_PROBLEM DETAILS:_ Copy out, word for word, everything from the very start of the entries down to the line with "(12, 314), (404, 413)", including that line.

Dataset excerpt

■ ■ ■ ■ ■ ■ ■

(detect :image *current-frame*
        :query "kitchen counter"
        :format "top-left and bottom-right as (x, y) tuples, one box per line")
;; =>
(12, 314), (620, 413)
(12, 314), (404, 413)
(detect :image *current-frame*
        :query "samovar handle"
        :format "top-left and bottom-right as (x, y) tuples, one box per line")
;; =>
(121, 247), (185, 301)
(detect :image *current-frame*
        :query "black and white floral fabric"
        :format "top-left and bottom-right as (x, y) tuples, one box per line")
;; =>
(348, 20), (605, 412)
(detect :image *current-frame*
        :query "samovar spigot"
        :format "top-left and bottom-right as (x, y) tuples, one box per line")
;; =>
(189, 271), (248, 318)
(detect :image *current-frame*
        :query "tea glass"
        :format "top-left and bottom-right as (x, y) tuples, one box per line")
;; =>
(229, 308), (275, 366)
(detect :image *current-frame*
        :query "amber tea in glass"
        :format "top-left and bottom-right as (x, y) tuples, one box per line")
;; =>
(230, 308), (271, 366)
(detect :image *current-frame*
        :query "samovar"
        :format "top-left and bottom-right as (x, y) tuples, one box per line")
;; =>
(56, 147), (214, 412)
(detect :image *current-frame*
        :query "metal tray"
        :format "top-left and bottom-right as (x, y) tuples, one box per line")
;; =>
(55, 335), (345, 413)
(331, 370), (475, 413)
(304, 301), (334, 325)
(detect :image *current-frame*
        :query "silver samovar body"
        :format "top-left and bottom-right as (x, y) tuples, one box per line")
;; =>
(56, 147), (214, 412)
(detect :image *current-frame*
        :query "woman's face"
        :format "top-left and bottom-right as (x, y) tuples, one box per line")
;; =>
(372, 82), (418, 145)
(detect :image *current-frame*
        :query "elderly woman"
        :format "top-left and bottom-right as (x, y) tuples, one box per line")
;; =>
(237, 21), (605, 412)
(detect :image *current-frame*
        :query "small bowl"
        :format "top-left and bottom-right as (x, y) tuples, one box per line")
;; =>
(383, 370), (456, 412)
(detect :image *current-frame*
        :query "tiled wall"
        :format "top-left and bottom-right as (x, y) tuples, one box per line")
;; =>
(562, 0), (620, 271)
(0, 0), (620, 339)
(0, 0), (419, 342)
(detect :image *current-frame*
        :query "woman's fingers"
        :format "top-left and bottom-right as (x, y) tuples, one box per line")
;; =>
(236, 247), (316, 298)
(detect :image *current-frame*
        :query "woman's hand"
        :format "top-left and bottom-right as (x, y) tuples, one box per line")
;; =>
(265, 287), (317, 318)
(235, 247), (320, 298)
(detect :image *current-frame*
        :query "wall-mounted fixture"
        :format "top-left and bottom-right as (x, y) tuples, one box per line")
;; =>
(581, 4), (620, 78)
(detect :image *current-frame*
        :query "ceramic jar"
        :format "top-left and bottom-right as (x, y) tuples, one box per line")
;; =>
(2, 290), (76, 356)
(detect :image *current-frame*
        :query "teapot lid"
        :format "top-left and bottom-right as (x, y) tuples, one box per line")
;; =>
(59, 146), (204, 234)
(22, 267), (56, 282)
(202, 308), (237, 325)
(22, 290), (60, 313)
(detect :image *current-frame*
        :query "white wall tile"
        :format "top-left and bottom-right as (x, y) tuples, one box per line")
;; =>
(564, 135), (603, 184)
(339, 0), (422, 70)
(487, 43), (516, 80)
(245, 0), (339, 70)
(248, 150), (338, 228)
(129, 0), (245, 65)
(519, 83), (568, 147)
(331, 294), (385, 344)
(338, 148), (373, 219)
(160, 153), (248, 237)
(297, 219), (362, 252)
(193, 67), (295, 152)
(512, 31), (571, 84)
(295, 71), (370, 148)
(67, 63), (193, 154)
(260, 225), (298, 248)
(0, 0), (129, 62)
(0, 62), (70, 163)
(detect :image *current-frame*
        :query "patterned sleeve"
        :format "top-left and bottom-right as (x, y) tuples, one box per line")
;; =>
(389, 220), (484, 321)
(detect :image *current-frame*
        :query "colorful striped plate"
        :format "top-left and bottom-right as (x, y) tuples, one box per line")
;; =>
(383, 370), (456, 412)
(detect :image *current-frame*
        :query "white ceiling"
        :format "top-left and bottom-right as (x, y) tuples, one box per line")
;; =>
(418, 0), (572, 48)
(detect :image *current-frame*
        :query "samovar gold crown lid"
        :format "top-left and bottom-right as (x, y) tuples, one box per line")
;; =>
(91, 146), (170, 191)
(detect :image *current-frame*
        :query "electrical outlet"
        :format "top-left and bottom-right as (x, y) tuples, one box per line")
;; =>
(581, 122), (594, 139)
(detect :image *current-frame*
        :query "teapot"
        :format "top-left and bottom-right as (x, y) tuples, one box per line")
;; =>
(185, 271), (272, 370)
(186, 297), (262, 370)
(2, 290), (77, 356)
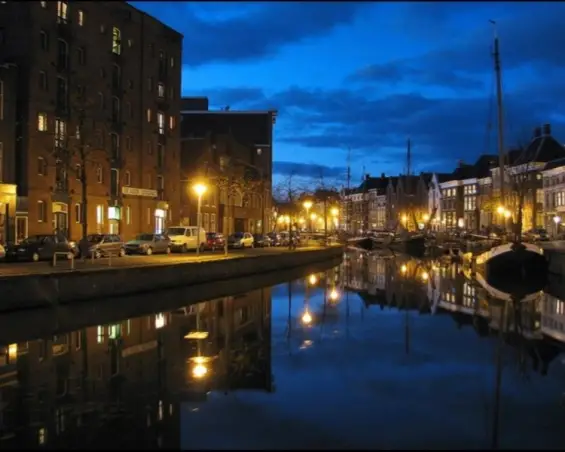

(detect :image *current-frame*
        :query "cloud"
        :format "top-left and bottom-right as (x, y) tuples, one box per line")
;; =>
(132, 2), (370, 67)
(273, 161), (347, 179)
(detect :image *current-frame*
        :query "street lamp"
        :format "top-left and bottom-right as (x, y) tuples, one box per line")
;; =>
(302, 201), (312, 232)
(192, 183), (208, 256)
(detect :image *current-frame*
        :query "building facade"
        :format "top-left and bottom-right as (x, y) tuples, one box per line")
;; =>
(180, 100), (276, 234)
(0, 1), (182, 240)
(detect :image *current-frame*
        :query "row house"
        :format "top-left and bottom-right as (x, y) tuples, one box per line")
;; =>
(180, 98), (276, 234)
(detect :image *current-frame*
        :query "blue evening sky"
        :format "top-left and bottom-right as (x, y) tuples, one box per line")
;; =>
(131, 2), (565, 186)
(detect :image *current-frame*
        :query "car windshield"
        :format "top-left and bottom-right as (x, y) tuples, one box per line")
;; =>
(167, 228), (185, 237)
(21, 235), (47, 245)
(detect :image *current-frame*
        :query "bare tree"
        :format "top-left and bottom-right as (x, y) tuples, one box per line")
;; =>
(50, 78), (100, 242)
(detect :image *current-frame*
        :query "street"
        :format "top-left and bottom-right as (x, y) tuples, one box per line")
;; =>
(0, 246), (330, 277)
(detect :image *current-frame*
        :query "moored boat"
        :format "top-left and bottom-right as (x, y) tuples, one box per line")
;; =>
(475, 243), (547, 293)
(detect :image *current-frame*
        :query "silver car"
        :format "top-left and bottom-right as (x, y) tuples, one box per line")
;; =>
(124, 234), (171, 256)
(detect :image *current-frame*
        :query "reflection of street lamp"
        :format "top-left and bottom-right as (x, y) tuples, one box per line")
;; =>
(192, 184), (208, 256)
(301, 308), (313, 326)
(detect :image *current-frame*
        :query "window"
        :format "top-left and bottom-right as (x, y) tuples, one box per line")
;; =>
(112, 27), (122, 55)
(39, 30), (49, 51)
(110, 133), (120, 160)
(157, 111), (165, 135)
(57, 39), (69, 70)
(77, 47), (86, 66)
(55, 118), (67, 148)
(37, 201), (46, 223)
(39, 71), (47, 91)
(37, 157), (47, 176)
(112, 96), (120, 123)
(110, 168), (120, 196)
(37, 113), (47, 132)
(157, 144), (165, 168)
(57, 1), (69, 24)
(77, 9), (84, 27)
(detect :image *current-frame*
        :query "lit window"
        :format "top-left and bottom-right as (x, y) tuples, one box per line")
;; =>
(57, 1), (69, 23)
(37, 113), (47, 132)
(112, 27), (122, 55)
(157, 111), (165, 135)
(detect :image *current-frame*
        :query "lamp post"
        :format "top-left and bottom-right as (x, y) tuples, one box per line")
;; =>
(303, 201), (312, 233)
(192, 184), (208, 256)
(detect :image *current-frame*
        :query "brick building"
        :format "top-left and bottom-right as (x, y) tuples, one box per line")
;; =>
(0, 1), (182, 244)
(180, 99), (276, 234)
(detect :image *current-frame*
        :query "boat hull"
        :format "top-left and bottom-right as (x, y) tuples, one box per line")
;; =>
(484, 244), (547, 293)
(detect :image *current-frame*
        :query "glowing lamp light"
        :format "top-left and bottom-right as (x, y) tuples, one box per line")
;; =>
(192, 184), (208, 196)
(302, 311), (313, 325)
(192, 364), (208, 378)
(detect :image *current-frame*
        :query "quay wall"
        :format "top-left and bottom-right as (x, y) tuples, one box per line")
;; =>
(0, 246), (344, 312)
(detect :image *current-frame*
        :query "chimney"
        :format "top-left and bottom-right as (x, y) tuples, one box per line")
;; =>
(543, 124), (551, 137)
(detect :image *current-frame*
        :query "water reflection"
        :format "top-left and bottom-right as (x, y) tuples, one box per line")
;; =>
(0, 254), (565, 450)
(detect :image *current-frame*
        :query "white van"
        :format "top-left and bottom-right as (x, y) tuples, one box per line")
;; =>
(166, 226), (206, 253)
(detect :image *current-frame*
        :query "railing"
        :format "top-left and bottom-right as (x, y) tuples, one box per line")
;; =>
(53, 251), (75, 270)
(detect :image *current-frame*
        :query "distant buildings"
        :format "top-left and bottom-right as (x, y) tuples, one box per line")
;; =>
(180, 98), (277, 234)
(342, 124), (565, 237)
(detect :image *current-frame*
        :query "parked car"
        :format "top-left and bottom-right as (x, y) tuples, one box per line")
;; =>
(124, 234), (171, 256)
(166, 226), (206, 253)
(86, 234), (126, 259)
(253, 234), (272, 248)
(228, 232), (253, 248)
(206, 232), (226, 251)
(525, 228), (549, 242)
(6, 234), (73, 262)
(267, 232), (282, 246)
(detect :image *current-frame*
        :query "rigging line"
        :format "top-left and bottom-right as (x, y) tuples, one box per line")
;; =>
(485, 62), (496, 154)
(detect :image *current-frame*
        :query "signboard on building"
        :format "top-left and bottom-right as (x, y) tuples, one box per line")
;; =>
(122, 187), (157, 198)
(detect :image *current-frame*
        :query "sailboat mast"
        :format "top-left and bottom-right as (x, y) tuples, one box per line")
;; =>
(490, 20), (505, 205)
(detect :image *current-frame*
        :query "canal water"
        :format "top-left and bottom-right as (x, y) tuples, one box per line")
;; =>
(0, 254), (565, 450)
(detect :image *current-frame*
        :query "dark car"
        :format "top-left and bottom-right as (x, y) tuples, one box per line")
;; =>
(6, 234), (73, 262)
(86, 234), (126, 259)
(267, 232), (282, 246)
(253, 234), (272, 248)
(205, 232), (226, 251)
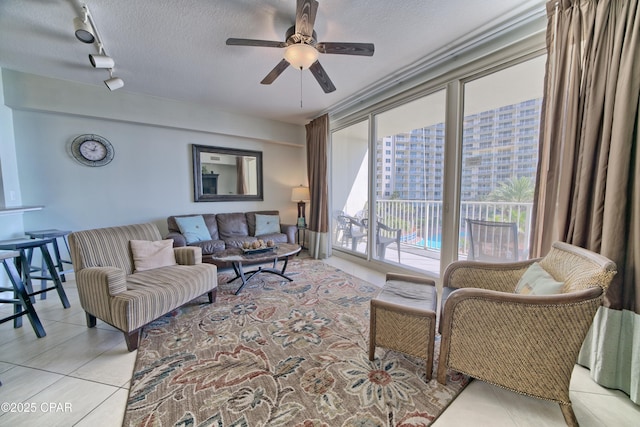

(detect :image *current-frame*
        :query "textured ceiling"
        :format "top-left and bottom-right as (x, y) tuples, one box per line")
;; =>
(0, 0), (544, 124)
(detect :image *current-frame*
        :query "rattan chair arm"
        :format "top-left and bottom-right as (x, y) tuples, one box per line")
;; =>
(438, 287), (603, 405)
(444, 286), (603, 316)
(385, 273), (436, 286)
(442, 259), (539, 292)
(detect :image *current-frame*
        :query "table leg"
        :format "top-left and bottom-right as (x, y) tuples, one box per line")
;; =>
(40, 245), (70, 308)
(2, 260), (47, 338)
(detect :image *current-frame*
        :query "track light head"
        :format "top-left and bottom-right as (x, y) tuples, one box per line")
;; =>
(73, 15), (96, 43)
(104, 76), (124, 90)
(89, 54), (115, 68)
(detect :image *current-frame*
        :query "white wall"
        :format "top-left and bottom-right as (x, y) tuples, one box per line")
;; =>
(3, 70), (306, 234)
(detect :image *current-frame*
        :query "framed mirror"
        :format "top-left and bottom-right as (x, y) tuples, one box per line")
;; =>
(192, 144), (263, 202)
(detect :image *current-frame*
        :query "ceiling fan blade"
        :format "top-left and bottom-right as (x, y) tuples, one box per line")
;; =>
(309, 61), (336, 93)
(227, 38), (287, 47)
(296, 0), (318, 37)
(316, 42), (375, 56)
(260, 59), (289, 85)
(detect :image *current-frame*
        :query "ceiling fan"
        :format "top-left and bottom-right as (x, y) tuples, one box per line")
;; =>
(227, 0), (374, 93)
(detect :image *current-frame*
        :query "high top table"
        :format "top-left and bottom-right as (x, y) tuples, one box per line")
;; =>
(0, 238), (69, 308)
(211, 243), (302, 295)
(24, 228), (73, 299)
(0, 251), (47, 338)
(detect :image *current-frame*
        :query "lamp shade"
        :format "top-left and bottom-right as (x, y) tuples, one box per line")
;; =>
(291, 186), (311, 202)
(284, 43), (318, 70)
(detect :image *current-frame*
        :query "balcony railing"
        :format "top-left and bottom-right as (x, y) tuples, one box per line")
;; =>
(376, 200), (533, 258)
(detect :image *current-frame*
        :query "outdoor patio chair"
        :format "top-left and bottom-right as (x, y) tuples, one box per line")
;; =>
(362, 218), (402, 263)
(466, 218), (518, 262)
(338, 215), (367, 252)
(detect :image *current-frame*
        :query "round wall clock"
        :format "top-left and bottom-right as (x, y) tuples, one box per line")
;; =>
(71, 134), (115, 166)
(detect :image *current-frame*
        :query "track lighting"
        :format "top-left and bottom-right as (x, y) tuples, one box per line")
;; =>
(104, 70), (124, 90)
(89, 54), (115, 68)
(73, 5), (96, 43)
(73, 4), (124, 90)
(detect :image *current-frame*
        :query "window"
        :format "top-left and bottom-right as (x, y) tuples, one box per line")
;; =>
(332, 42), (546, 276)
(458, 57), (545, 257)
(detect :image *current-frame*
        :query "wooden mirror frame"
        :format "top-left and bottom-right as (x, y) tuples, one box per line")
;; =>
(191, 144), (263, 202)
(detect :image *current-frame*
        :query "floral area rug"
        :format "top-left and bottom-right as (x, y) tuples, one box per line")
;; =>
(123, 258), (469, 427)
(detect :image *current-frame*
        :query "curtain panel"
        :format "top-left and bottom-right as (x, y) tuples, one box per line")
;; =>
(305, 114), (331, 259)
(531, 0), (640, 404)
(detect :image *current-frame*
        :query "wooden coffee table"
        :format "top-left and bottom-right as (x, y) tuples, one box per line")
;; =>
(211, 243), (302, 295)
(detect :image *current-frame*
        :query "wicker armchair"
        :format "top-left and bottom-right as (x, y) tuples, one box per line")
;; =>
(438, 242), (616, 425)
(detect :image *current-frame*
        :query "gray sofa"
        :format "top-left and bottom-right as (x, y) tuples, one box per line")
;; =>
(166, 210), (298, 268)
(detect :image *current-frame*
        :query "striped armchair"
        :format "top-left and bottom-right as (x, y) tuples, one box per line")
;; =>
(438, 242), (616, 425)
(69, 224), (218, 351)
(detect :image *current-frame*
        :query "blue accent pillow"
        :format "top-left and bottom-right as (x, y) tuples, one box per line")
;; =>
(176, 215), (211, 244)
(256, 214), (280, 236)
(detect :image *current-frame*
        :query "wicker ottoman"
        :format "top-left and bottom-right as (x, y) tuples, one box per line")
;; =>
(369, 273), (437, 380)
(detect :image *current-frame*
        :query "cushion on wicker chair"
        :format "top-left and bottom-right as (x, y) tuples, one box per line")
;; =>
(514, 262), (564, 295)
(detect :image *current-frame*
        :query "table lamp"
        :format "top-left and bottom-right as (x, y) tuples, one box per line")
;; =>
(291, 185), (311, 227)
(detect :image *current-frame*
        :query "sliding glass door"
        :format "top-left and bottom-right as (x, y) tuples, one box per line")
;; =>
(458, 56), (545, 261)
(371, 89), (446, 273)
(331, 56), (546, 277)
(331, 120), (369, 254)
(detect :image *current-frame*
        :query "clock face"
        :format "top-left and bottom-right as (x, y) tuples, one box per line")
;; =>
(71, 134), (114, 166)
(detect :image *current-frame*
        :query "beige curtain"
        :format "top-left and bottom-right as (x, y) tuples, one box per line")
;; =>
(306, 114), (330, 258)
(531, 0), (640, 404)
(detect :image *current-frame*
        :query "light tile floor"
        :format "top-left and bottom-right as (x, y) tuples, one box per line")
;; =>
(0, 257), (640, 427)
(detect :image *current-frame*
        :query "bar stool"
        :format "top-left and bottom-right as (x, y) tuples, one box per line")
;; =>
(25, 228), (73, 299)
(0, 238), (69, 308)
(0, 251), (47, 338)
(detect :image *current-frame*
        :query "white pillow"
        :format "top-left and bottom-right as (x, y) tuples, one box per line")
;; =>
(514, 262), (564, 295)
(256, 214), (280, 236)
(130, 239), (176, 273)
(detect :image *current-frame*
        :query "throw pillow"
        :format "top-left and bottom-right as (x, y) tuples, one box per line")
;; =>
(256, 214), (280, 236)
(515, 262), (564, 295)
(130, 239), (176, 273)
(176, 215), (211, 244)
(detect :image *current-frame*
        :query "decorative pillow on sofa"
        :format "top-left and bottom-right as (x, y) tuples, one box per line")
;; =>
(256, 214), (280, 236)
(176, 215), (211, 244)
(130, 239), (176, 273)
(515, 262), (564, 295)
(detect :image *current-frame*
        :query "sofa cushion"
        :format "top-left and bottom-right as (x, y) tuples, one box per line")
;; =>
(256, 233), (289, 243)
(189, 240), (225, 255)
(216, 212), (249, 242)
(224, 236), (258, 249)
(255, 214), (280, 236)
(111, 264), (218, 332)
(515, 262), (564, 295)
(245, 210), (280, 236)
(176, 215), (211, 244)
(130, 239), (176, 273)
(167, 214), (220, 241)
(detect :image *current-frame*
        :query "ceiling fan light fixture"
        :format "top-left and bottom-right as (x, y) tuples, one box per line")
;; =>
(284, 43), (318, 70)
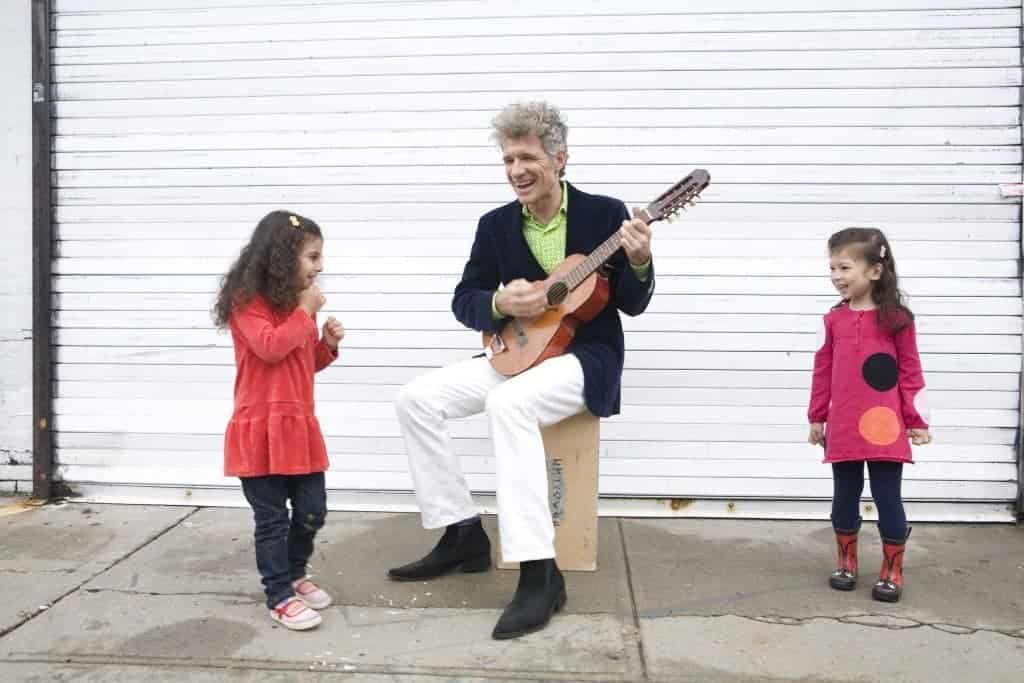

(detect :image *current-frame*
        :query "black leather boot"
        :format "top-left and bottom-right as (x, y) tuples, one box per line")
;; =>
(490, 559), (566, 640)
(387, 519), (490, 581)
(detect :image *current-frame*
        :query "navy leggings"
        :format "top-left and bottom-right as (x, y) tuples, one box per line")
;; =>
(833, 460), (906, 541)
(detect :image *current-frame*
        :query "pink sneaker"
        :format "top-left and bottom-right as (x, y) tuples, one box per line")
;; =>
(270, 595), (324, 631)
(292, 577), (331, 609)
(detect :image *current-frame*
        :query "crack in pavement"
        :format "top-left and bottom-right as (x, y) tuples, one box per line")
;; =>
(0, 508), (200, 639)
(675, 612), (1024, 640)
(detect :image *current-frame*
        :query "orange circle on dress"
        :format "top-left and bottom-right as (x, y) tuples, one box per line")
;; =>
(857, 405), (900, 445)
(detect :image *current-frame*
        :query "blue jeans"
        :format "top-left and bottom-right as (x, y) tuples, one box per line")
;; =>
(833, 460), (906, 541)
(242, 472), (327, 608)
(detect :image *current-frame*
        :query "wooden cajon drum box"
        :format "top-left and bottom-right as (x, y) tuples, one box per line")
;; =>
(498, 411), (601, 571)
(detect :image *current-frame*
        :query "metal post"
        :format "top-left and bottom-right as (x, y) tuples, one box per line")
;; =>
(1017, 0), (1024, 522)
(32, 0), (53, 500)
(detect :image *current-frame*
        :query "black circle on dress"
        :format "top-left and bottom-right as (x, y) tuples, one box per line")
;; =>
(861, 353), (898, 391)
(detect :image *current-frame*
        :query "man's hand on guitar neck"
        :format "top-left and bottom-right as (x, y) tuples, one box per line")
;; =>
(618, 209), (650, 267)
(495, 279), (548, 317)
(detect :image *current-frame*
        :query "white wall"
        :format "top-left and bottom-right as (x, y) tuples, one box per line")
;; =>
(0, 0), (32, 493)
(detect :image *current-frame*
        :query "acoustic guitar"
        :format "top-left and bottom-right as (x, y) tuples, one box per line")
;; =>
(483, 169), (711, 377)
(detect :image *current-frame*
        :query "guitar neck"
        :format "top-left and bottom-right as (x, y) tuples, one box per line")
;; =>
(562, 209), (651, 291)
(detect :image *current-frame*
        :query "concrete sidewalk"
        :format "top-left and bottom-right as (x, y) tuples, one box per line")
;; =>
(0, 499), (1024, 683)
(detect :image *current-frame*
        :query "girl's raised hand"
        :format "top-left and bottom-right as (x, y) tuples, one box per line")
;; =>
(324, 315), (345, 349)
(807, 422), (825, 445)
(299, 285), (327, 315)
(906, 429), (932, 445)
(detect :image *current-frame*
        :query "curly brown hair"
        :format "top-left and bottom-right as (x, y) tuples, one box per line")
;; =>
(828, 227), (913, 334)
(213, 211), (324, 329)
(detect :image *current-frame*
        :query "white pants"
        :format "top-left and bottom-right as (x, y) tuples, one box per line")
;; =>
(395, 353), (586, 562)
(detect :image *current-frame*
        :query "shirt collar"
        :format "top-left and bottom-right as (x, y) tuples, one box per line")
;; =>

■ ■ ■ ■ ■ ■ ■

_WORKED ANSWER:_
(detect :image *current-frame*
        :query "kitchen counter"
        :format "top-left and bottom-right as (x, y) tuples, one box per line")
;; =>
(12, 314), (620, 413)
(12, 314), (404, 413)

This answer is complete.